Given text:

The World Happiness Report is survey of global happiness. It contains articles, and rankings of happiness based on participants' ratings of their own lives. 
Happiness is based on a survey in which nationally representative samples of participants are asked to think of a ladder, with the best possible life for them being a 10, and the worst possible life being a 0. They are then asked to rate their own current lives on that 0 to 10 scale. The report correlates the results with various life factors.

In this tutorial, we will try to answer some questions by creating visualizations of the data:
- Which countries and regions of the world are happiest?
- What factors contribute to a country's/region's happiness ranking?
- How did happiness change from 2016 to 2019?

<b>We will work through a few different visualizations (listed below). You can follow these links to jump directly to a particular section/visualization.</b>
* [Variables](#1)
* [Import Libraries](#2)
* [Load & Preview Data](#3)
* [Bar Graph](#4)
* [Violin Plot](#5)
* [Box Plot](#6)
* [Scatter Plot](#7)
* [Pair Plot](#8) 
* [Heat Map](#9)

Written problem 1: From the World Happiness Report text, write out the passage that begins at the words containing "The World Happiness" and stops after "country's/region's happiness ranking?".
Written problem 2: In the World Happiness Report text, what number on the ladder stands for the worst possible life?
Written problem 3: Put this sentence from the World Happiness Report text into Spanish: "They are then asked to rate their own current lives on that 0 to 10 scale."
Use only the World Happiness Report text for what comes next.

Data:

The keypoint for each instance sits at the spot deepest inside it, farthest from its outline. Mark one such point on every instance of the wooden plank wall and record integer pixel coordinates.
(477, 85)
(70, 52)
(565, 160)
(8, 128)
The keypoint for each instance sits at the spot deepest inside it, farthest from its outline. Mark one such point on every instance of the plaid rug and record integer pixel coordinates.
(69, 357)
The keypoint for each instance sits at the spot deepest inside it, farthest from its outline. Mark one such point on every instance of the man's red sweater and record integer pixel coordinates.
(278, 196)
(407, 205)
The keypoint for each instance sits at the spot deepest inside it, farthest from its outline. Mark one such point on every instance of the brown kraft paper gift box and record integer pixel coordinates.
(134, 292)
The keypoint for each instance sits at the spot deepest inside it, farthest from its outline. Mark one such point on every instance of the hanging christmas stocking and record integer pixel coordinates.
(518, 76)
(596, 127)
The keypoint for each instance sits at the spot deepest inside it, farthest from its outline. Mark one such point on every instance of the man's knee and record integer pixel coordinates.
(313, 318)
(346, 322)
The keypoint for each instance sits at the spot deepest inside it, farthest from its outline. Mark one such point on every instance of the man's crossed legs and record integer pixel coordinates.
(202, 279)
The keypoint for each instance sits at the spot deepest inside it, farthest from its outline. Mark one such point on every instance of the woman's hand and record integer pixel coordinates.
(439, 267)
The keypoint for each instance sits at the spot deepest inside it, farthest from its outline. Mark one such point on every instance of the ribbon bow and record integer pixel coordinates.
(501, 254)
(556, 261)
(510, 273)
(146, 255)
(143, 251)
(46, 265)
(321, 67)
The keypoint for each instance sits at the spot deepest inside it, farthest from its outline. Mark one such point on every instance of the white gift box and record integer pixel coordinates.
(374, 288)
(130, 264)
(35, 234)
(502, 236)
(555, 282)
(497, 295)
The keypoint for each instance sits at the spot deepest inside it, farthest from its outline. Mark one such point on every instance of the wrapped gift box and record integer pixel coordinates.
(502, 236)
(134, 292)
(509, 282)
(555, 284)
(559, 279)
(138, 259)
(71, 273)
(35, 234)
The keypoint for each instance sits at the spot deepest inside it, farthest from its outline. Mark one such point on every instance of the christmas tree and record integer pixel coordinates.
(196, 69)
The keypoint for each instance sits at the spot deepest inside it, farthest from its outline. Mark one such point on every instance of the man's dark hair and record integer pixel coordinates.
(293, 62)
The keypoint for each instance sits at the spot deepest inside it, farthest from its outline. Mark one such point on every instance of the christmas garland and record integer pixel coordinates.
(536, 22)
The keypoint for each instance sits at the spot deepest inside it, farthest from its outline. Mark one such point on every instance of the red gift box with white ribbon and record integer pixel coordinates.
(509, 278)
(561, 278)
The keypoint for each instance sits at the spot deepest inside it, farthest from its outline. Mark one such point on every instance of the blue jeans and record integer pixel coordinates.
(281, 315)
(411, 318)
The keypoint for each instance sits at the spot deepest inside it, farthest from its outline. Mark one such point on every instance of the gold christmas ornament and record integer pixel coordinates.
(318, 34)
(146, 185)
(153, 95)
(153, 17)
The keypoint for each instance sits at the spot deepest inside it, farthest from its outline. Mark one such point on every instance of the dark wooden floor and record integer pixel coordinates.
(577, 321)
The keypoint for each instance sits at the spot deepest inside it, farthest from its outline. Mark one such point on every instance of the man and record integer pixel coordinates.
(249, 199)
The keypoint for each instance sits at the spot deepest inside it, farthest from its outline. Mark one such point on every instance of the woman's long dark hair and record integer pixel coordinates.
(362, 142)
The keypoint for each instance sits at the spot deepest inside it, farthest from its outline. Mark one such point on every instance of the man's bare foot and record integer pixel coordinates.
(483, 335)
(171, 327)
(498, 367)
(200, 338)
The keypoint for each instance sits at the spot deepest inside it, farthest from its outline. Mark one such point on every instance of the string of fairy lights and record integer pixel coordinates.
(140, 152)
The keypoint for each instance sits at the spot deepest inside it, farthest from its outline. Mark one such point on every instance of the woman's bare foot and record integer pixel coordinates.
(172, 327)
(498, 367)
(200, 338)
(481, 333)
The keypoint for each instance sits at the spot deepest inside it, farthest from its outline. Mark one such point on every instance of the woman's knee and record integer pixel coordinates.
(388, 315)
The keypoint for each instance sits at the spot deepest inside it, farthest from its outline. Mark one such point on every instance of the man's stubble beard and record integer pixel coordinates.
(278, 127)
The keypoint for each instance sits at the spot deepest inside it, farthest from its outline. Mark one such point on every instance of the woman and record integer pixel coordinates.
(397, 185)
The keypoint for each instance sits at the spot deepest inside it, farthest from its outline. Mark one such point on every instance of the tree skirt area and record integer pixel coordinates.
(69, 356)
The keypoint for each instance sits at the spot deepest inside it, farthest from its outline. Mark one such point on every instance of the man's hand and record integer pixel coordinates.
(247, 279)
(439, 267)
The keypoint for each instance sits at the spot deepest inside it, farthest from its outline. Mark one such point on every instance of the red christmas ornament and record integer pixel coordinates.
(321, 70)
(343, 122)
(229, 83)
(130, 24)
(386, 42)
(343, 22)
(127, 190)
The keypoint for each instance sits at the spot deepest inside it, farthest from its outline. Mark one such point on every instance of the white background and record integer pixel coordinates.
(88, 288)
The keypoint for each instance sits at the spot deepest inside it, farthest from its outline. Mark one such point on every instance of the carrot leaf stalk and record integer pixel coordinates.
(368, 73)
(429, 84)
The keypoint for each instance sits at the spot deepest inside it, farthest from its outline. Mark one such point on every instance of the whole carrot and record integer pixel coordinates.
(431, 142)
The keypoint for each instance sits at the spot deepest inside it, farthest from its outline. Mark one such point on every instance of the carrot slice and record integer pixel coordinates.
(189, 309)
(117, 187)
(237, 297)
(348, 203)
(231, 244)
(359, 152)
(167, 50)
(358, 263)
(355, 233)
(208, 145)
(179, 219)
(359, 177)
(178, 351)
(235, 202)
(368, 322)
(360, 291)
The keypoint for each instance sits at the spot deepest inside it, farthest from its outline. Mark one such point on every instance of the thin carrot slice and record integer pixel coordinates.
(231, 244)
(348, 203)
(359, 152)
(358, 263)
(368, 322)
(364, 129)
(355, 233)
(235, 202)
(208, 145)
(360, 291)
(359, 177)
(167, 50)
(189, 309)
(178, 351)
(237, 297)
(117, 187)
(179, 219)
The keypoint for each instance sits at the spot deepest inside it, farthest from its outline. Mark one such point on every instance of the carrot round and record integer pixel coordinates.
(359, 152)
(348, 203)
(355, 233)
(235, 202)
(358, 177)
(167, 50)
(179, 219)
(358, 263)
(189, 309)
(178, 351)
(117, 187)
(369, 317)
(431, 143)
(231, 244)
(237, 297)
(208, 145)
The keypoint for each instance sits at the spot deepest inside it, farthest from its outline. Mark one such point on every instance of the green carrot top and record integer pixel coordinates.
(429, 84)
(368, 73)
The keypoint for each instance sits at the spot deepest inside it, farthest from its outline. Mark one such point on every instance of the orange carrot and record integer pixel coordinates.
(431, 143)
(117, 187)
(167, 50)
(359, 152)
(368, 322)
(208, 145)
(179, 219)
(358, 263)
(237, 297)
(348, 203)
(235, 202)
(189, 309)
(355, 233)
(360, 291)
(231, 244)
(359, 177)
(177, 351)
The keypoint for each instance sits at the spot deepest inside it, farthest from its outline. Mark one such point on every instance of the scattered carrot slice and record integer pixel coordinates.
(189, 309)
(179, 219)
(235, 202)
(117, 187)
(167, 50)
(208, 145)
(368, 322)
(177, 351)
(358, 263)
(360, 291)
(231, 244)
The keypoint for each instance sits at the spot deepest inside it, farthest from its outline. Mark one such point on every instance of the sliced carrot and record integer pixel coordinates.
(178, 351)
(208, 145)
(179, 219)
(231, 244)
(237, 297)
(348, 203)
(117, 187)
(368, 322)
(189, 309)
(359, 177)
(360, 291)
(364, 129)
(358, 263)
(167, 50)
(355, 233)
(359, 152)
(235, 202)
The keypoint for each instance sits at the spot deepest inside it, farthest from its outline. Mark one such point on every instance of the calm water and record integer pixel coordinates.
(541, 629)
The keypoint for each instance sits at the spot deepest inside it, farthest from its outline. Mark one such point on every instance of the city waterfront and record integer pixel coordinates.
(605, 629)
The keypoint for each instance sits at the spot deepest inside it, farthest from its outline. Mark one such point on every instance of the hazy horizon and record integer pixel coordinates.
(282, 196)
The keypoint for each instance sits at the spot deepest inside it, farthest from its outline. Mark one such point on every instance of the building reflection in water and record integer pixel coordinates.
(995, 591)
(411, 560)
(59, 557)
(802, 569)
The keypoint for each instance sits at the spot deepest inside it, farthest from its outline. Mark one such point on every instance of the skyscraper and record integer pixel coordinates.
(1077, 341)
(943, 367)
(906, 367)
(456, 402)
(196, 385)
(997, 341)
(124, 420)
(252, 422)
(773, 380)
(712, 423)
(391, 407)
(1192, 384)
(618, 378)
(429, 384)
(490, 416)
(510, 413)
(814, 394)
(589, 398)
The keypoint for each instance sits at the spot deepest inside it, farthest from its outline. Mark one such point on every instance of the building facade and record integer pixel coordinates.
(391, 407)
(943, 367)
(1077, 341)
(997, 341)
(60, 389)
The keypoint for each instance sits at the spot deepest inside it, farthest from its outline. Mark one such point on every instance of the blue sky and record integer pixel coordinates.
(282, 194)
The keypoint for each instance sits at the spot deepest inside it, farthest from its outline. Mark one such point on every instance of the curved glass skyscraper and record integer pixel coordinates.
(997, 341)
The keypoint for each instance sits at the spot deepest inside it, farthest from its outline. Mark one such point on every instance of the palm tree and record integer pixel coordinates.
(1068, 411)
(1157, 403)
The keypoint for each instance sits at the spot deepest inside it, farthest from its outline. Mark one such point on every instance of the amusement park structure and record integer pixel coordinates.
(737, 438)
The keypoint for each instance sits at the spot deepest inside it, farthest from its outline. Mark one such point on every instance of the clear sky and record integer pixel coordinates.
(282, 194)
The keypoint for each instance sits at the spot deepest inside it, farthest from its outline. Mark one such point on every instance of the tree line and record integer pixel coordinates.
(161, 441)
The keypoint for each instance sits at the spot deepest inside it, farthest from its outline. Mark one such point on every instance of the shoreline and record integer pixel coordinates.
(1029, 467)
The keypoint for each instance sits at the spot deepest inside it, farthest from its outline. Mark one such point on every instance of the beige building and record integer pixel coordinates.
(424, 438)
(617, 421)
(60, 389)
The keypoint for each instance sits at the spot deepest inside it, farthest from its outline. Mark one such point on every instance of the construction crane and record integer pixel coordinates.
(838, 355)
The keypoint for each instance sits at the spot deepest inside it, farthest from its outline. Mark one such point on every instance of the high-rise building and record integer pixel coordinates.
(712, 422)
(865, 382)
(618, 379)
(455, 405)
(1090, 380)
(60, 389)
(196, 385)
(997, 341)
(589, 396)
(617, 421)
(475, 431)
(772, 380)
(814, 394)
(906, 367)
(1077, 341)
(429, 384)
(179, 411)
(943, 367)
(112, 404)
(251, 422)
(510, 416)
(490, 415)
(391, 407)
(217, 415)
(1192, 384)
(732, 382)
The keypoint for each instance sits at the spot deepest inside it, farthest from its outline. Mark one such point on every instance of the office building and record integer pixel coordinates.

Task answer 1:
The World Happiness Report is survey of global happiness. It contains articles, and rankings of happiness based on participants' ratings of their own lives. 
Happiness is based on a survey in which nationally representative samples of participants are asked to think of a ladder, with the best possible life for them being a 10, and the worst possible life being a 0. They are then asked to rate their own current lives on that 0 to 10 scale. The report correlates the results with various life factors.

In this tutorial, we will try to answer some questions by creating visualizations of the data:
- Which countries and regions of the world are happiest?
- What factors contribute to a country's/region's happiness ranking?

Task answer 2: 0

Task answer 3: Luego se les pide que califiquen sus propias vidas actuales en esa escala de 0 a 10.